Desafío A
Transcriba de forma íntegra y literal el texto sobre la galería de fotos astronómicas de 2013 que figura más abajo.

Texto proporcionado
%%
› Por Mariano Ribas
Como ya es tradicional, nuestra última edición del año es una gran galería cósmica, donde presentamos una colección de fotos astronómicas especialmente significativas. Por su valor científico, por su rareza o por dar cuenta de fenómenos y acontecimientos mundialmente resonantes. O incluso, simplemente, por su impactante belleza. Aquí están las diez elegidas de 2013. Y también una “yapa” (ver nota aparte) que, teniendo en cuenta a su famoso y malogrado protagonista, no podíamos dejar afuera. Todas van acompañadas por sus historias y sus detalles más jugosos. Son postales del cielo que encendieron nuestro asombro, nuestro deleite y nuestra más picante curiosidad.
%%
Desafío B
Extraiga de los registros siguientes cada línea que contenga la cadena "tree". Tenga en cuenta que se distinguen mayúsculas y minúsculas.

Registros proporcionados
%%
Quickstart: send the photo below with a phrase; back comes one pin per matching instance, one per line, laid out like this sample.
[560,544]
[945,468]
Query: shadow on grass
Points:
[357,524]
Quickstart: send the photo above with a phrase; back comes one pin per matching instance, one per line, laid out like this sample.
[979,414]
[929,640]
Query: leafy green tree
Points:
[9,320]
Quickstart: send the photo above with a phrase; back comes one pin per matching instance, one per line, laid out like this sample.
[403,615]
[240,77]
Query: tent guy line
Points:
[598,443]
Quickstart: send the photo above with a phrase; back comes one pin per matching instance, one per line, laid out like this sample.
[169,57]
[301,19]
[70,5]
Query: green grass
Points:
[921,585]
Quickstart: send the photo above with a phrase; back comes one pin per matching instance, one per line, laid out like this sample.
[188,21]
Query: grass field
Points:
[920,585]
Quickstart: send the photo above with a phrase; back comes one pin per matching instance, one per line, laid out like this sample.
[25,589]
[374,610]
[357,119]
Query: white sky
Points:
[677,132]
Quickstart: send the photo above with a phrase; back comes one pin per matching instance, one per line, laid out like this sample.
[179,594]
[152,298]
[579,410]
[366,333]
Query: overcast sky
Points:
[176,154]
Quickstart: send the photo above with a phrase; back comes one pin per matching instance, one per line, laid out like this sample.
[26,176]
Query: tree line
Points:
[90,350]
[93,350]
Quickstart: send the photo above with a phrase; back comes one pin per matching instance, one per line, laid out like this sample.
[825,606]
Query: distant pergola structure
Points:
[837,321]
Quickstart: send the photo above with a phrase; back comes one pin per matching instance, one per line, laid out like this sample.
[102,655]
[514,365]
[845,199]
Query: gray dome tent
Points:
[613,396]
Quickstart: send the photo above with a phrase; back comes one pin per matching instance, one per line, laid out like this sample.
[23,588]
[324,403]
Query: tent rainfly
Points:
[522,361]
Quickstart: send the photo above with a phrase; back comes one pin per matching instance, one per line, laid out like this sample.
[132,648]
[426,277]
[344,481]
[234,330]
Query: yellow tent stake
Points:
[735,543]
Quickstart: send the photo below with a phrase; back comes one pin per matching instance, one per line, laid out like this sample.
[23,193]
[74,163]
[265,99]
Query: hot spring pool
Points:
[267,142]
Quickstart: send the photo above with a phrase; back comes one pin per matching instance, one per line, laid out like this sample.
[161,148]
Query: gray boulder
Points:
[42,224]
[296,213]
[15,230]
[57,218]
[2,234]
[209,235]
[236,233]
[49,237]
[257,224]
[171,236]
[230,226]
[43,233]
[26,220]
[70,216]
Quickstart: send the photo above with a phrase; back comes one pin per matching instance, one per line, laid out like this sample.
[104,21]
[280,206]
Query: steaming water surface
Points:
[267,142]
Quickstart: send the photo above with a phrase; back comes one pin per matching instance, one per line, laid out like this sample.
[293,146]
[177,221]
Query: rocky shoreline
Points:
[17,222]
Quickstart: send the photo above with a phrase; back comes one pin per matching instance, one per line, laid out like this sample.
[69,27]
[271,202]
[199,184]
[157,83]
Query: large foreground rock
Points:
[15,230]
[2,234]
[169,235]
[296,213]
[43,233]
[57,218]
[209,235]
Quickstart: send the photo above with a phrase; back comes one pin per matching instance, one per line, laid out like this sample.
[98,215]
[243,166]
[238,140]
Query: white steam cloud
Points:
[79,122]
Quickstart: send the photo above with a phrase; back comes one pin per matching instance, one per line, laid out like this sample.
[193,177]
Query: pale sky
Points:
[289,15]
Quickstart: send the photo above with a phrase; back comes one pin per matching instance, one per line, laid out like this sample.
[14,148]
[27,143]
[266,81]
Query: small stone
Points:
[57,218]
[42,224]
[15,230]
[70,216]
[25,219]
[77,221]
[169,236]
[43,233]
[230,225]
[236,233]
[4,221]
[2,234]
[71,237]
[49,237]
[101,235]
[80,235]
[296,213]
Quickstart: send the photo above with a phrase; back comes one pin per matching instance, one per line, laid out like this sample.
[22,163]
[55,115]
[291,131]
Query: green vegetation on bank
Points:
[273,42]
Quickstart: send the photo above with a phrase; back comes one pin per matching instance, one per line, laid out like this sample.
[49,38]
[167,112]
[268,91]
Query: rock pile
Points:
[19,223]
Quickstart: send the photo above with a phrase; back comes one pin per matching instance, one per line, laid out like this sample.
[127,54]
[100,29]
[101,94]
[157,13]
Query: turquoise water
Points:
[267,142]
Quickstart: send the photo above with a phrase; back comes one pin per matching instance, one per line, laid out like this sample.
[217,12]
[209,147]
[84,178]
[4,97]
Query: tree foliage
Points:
%%
Respuesta escrita A
› Por Mariano Ribas
Como ya es tradicional, nuestra última edición del año es una gran galería cósmica, donde presentamos una colección de fotos astronómicas especialmente significativas. Por su valor científico, por su rareza o por dar cuenta de fenómenos y acontecimientos mundialmente resonantes. O incluso, simplemente, por su impactante belleza. Aquí están las diez elegidas de 2013. Y también una “yapa” (ver nota aparte) que, teniendo en cuenta a su famoso y malogrado protagonista, no podíamos dejar afuera. Todas van acompañadas por sus historias y sus detalles más jugosos. Son postales del cielo que encendieron nuestro asombro, nuestro deleite y nuestra más picante curiosidad.

Respuesta escrita B
Query: leafy green tree
Query: tree line
Query: tree foliage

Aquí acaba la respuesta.